* _Required task_
In the records below, find the line containing "Would you mind pointing out the bare", then extract that line and all subsequent lines exactly, leaving out everything else.
==============================
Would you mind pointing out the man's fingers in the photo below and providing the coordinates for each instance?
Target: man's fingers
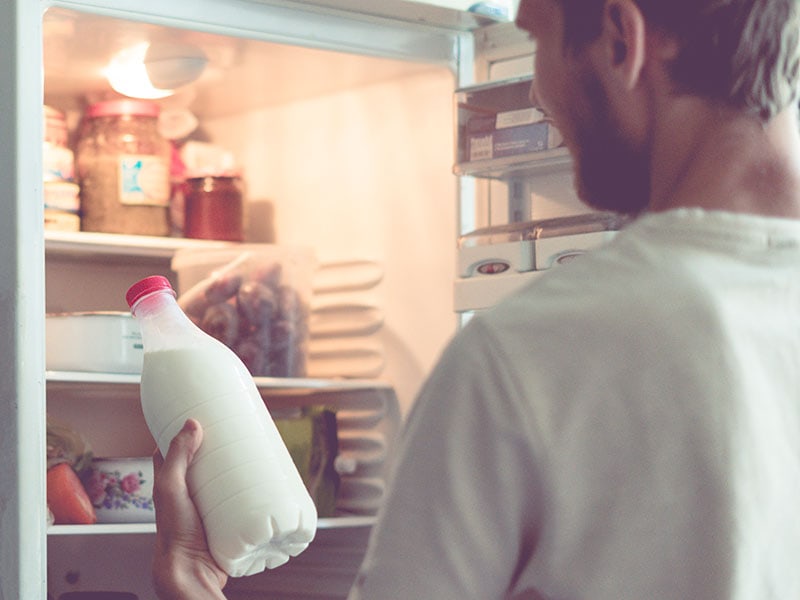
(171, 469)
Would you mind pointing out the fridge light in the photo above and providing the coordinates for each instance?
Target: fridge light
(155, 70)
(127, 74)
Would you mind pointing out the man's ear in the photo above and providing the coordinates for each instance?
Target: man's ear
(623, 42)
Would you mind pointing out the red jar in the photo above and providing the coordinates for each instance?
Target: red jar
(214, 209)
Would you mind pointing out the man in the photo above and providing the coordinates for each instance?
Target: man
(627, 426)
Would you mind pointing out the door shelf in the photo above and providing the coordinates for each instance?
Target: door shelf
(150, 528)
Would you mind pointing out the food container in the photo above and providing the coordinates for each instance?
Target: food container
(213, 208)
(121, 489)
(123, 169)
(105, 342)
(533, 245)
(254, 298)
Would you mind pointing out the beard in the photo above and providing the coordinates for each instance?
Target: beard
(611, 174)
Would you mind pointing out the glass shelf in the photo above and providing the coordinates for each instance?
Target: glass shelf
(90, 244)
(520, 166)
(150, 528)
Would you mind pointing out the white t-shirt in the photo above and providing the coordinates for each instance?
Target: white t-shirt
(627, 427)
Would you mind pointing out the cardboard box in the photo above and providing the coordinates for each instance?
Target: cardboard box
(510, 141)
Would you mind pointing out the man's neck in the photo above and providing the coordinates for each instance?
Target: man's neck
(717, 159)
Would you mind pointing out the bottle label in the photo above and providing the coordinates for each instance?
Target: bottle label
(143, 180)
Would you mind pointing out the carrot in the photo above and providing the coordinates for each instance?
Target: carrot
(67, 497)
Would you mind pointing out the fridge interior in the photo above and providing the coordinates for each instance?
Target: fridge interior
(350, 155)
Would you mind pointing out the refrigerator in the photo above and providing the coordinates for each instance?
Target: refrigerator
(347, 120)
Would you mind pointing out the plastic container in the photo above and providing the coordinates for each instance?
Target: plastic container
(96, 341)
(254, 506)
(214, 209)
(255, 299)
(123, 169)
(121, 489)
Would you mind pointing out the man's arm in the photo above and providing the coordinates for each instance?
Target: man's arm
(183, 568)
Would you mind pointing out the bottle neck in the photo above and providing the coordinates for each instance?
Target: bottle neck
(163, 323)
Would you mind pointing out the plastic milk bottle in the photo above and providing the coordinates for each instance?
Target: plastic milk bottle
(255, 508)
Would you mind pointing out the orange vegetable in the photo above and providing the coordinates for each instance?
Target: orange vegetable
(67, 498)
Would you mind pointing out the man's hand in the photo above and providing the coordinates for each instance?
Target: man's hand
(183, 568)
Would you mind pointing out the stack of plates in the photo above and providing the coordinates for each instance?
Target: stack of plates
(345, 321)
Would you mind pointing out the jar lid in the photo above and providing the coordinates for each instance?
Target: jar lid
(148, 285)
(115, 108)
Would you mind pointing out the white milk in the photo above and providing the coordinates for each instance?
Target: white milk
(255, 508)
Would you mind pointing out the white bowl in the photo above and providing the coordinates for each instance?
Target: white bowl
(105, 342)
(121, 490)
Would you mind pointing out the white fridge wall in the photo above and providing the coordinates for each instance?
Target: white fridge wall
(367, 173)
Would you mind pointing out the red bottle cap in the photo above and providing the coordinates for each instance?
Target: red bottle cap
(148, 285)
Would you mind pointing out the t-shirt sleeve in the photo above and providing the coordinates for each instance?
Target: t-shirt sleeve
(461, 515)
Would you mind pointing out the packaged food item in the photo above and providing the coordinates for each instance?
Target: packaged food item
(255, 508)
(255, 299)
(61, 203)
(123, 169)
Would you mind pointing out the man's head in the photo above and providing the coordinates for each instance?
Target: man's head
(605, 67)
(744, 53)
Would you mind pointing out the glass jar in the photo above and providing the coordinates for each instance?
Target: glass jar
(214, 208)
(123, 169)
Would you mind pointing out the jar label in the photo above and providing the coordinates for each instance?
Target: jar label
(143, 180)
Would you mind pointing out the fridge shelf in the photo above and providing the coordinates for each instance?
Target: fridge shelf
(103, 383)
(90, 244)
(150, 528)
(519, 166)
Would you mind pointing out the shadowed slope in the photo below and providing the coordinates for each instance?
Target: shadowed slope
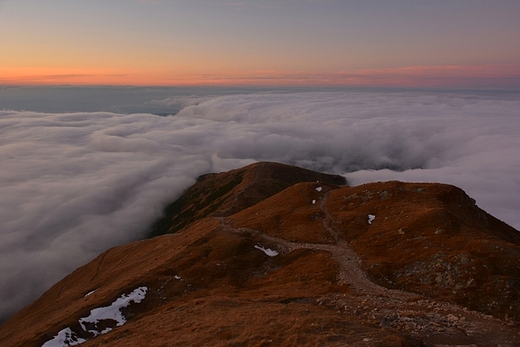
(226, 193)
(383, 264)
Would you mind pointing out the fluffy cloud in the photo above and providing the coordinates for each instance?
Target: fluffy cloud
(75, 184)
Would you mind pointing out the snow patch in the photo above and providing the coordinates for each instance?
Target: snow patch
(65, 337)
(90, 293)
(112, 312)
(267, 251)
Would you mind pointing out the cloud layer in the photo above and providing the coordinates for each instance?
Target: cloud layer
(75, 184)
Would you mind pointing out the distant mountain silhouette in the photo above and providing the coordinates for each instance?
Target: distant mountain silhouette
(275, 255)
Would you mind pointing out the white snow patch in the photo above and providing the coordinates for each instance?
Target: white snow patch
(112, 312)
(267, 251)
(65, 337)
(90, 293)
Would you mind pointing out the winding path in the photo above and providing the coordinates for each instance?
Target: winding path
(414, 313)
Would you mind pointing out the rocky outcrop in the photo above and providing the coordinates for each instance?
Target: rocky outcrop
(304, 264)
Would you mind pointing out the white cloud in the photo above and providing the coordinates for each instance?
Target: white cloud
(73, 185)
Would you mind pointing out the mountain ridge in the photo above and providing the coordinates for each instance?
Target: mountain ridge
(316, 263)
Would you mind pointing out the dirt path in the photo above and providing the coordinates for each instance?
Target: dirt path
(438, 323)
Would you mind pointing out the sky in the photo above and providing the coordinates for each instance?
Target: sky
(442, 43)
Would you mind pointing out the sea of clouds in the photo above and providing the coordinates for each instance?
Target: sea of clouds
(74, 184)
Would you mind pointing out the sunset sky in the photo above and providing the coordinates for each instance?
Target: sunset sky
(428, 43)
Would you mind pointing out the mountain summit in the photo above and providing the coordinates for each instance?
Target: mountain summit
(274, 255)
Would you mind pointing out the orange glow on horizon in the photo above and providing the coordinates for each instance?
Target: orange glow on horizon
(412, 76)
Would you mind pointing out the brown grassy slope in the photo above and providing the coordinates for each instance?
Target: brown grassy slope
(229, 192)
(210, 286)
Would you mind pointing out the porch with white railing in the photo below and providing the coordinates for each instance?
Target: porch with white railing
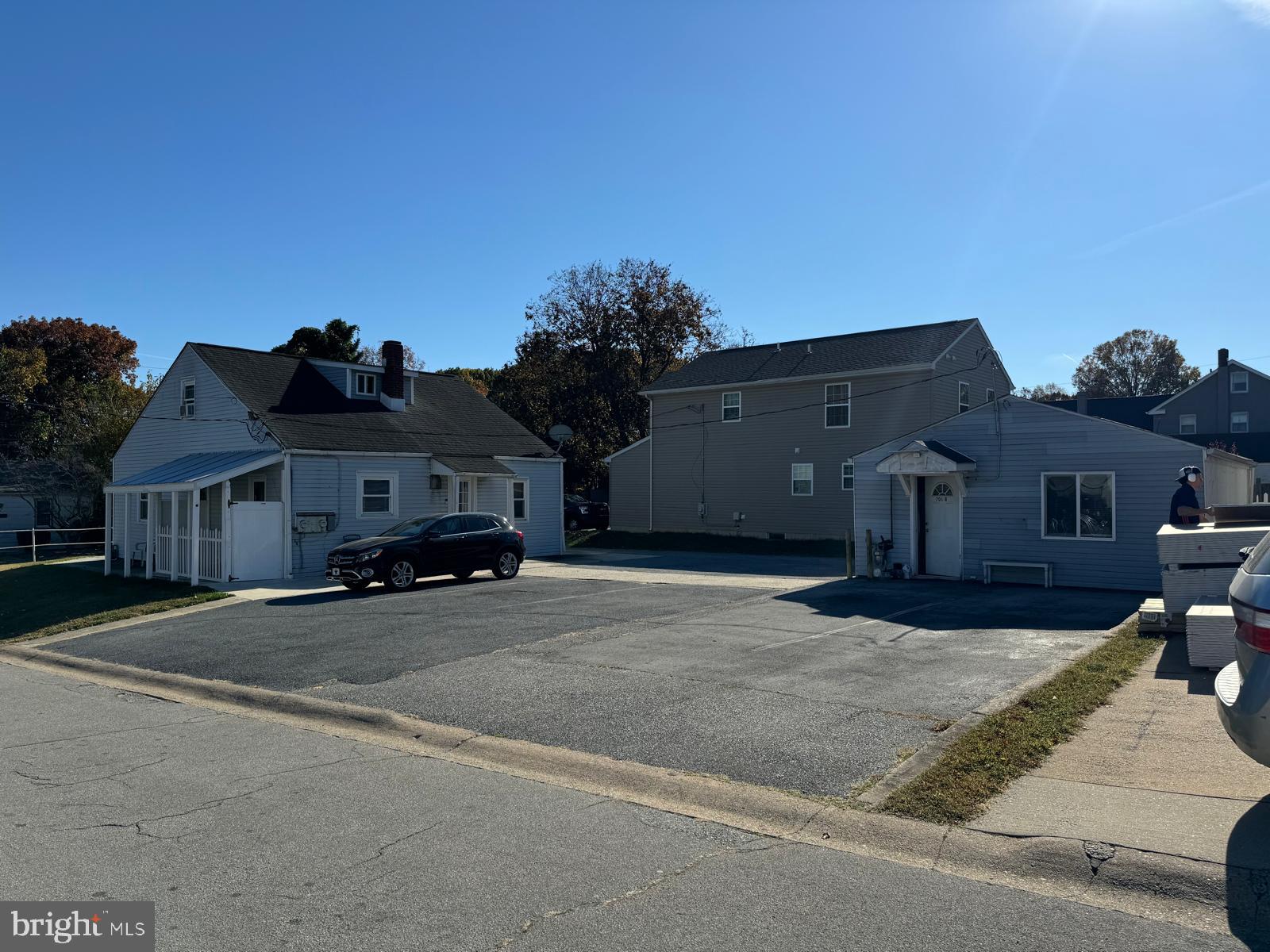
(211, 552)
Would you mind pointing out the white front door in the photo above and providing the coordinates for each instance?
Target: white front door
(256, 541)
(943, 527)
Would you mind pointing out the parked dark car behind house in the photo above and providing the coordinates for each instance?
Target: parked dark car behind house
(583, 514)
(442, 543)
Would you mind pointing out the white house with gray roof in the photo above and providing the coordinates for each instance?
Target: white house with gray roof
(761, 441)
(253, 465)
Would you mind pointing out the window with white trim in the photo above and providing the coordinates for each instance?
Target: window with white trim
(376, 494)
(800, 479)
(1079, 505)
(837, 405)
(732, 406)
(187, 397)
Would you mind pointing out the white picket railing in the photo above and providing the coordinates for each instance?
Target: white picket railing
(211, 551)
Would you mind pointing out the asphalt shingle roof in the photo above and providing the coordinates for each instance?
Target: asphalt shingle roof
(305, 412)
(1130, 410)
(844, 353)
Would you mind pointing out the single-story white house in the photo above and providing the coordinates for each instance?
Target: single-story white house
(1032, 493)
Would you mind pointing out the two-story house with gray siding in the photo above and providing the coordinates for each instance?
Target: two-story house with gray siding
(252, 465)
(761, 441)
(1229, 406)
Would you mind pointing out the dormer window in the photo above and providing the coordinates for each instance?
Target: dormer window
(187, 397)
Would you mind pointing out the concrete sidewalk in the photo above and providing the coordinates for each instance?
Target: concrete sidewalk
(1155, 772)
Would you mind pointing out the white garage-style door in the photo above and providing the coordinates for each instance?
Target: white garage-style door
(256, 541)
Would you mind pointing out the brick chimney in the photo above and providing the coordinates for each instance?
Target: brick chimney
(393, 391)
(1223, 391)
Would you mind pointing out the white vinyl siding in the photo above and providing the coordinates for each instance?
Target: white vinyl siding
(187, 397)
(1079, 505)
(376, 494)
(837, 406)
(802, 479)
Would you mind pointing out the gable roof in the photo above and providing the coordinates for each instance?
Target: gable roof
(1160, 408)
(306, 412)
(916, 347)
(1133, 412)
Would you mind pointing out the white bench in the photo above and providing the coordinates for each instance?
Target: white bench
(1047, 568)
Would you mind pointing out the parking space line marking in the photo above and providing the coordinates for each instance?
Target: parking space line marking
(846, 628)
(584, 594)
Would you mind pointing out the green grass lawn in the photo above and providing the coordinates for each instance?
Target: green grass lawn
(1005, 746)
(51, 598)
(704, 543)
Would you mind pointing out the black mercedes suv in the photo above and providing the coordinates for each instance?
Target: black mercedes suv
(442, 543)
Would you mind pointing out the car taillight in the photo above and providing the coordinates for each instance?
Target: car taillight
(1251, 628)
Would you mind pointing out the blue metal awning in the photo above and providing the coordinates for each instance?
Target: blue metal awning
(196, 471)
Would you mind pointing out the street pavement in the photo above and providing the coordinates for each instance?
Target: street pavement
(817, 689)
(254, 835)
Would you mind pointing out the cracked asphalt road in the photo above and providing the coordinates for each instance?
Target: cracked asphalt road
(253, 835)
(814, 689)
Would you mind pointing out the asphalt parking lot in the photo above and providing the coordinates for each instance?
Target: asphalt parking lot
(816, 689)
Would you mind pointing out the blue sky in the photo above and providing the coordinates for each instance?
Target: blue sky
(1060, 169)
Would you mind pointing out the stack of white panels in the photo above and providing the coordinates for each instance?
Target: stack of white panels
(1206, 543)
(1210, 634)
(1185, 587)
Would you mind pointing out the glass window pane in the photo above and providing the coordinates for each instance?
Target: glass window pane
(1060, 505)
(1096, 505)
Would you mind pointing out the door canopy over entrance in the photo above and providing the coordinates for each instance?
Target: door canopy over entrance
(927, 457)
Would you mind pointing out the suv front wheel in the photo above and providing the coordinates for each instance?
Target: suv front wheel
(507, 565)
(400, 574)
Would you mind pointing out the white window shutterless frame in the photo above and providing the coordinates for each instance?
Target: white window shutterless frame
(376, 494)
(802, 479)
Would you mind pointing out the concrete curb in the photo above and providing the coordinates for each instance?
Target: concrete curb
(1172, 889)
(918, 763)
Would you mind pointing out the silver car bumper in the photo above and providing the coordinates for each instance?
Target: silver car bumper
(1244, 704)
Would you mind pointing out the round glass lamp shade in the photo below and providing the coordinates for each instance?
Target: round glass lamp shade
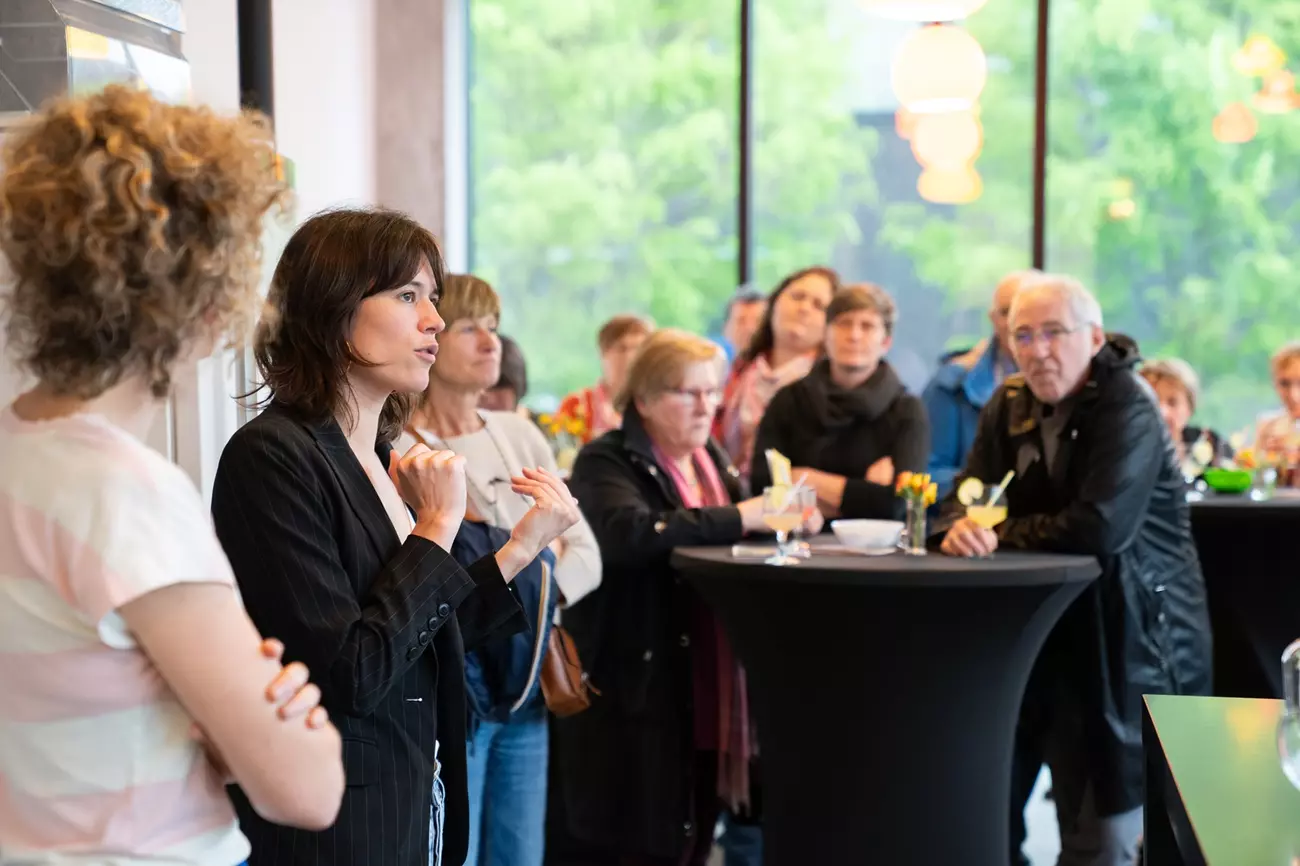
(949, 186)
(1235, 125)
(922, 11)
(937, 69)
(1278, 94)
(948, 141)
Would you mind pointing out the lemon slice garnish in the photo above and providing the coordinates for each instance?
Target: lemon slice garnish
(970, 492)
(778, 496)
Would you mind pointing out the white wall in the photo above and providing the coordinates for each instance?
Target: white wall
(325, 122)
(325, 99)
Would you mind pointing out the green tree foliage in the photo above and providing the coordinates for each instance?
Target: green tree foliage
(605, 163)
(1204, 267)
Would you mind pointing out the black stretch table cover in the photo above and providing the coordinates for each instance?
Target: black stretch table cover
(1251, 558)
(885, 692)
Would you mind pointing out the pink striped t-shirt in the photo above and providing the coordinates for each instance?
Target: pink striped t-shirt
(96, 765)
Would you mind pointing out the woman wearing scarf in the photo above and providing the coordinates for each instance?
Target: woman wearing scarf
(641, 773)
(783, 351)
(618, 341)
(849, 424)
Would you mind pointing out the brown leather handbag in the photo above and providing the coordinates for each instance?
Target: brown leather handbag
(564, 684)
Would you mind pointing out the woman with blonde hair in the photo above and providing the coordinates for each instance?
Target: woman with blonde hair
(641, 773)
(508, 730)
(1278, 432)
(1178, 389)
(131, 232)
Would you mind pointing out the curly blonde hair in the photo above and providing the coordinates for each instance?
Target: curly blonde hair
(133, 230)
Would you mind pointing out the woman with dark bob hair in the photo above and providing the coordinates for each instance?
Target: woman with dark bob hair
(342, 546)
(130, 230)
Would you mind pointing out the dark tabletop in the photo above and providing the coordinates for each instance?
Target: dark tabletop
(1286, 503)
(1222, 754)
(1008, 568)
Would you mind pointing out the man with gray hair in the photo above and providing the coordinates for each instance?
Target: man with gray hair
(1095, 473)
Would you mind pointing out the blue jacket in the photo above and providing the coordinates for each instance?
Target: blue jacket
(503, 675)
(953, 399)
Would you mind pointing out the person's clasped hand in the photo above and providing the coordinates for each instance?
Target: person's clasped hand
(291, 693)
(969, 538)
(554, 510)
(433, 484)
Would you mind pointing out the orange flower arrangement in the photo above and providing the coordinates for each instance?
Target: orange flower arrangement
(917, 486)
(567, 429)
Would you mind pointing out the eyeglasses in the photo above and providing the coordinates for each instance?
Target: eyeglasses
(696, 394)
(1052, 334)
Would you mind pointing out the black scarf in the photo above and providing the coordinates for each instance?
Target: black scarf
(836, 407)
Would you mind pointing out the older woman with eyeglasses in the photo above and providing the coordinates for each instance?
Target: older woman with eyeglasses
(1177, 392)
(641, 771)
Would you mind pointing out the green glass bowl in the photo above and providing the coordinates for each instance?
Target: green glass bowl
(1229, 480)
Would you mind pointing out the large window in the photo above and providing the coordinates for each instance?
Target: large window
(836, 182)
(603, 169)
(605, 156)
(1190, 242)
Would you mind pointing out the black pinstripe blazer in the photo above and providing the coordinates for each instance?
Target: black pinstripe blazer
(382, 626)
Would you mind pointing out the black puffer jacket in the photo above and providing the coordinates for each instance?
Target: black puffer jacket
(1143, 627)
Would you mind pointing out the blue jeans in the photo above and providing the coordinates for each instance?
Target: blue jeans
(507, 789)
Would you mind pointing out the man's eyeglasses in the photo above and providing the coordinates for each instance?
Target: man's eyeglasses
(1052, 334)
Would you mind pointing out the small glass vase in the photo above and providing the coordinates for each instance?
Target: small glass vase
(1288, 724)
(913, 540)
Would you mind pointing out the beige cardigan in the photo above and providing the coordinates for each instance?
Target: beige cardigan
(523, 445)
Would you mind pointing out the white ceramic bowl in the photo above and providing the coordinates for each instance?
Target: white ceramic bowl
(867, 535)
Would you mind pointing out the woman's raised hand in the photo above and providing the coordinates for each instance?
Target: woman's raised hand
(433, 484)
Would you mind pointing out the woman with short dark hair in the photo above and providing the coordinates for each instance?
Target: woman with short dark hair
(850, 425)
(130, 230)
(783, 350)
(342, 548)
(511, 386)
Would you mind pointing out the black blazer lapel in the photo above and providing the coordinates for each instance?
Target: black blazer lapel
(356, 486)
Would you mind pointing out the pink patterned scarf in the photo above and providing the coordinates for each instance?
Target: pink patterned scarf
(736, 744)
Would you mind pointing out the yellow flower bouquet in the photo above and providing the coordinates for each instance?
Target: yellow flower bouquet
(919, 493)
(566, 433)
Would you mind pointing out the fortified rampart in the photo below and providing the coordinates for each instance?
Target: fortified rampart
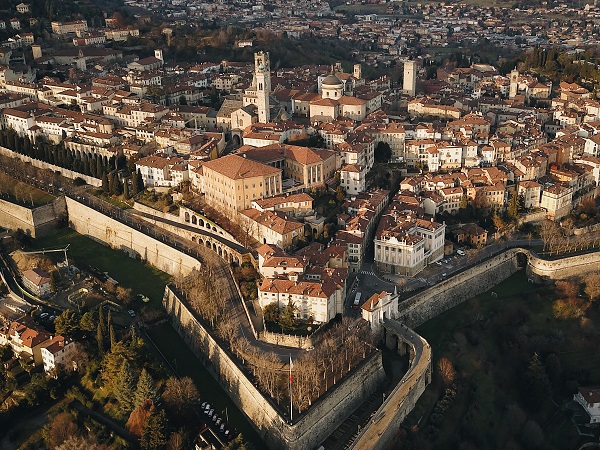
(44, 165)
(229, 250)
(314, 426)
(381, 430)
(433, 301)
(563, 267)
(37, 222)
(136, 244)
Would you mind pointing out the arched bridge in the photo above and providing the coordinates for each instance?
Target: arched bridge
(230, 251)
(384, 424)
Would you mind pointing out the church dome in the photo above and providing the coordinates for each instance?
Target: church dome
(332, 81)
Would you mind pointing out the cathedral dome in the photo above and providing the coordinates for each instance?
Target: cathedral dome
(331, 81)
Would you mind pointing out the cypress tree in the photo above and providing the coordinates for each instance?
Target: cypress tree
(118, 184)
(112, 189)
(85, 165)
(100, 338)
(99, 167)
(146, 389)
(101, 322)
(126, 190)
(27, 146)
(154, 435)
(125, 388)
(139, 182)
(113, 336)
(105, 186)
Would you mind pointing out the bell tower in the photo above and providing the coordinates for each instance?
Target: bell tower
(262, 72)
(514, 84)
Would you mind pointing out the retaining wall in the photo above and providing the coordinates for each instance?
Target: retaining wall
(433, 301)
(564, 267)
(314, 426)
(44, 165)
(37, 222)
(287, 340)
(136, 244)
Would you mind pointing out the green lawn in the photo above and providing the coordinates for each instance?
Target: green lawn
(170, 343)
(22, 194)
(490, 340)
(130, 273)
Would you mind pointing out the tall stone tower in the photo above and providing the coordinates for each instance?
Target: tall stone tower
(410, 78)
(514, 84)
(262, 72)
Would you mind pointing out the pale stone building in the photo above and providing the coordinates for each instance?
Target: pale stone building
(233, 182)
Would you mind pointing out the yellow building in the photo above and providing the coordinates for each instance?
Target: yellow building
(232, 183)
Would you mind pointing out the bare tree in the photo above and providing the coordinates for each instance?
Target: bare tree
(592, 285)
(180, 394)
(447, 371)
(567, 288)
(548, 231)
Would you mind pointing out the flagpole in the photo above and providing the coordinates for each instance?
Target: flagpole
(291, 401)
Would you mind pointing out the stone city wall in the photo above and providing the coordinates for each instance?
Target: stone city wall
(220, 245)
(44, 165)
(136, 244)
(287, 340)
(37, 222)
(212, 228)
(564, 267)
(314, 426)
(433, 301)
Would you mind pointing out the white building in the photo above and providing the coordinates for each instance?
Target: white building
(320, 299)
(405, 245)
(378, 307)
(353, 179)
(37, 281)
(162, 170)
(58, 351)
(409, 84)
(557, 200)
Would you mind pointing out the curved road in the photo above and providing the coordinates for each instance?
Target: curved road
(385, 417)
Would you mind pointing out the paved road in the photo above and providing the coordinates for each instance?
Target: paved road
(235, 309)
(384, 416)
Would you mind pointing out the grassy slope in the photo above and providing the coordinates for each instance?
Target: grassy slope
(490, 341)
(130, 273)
==============================
* _Task response_
Would you mind pointing out the bare tree in the photo above and providing the coordinates for each instance?
Target: bare tree
(592, 285)
(180, 394)
(447, 371)
(567, 288)
(548, 231)
Would you mind pointing out the flagpole in the photo above and providing the coordinates for each instance?
Target: flagpole
(291, 401)
Would you mind pointing out the stone city wall in the photo above and providing the coordinates for each instance?
Target: stone city wall
(220, 245)
(44, 165)
(136, 244)
(287, 340)
(37, 222)
(212, 228)
(564, 267)
(314, 426)
(433, 301)
Would you mind pointing out the white building in the photo above and providing the coordinates for each instance?
Target: white building
(320, 299)
(405, 245)
(378, 307)
(353, 179)
(37, 281)
(162, 170)
(58, 351)
(409, 84)
(557, 200)
Would you mind pointing out the curved road in the photo above and providing the coordinates for each instance?
Target: curved road
(385, 417)
Would you mind pointing out the paved road in the photo above and providing the coordinates for each instance?
Target: paved road
(235, 309)
(384, 416)
Would you mind pointing out the grassy slope in the photo above and providing the coordinates for each instance?
Target: grassy slope
(490, 341)
(130, 273)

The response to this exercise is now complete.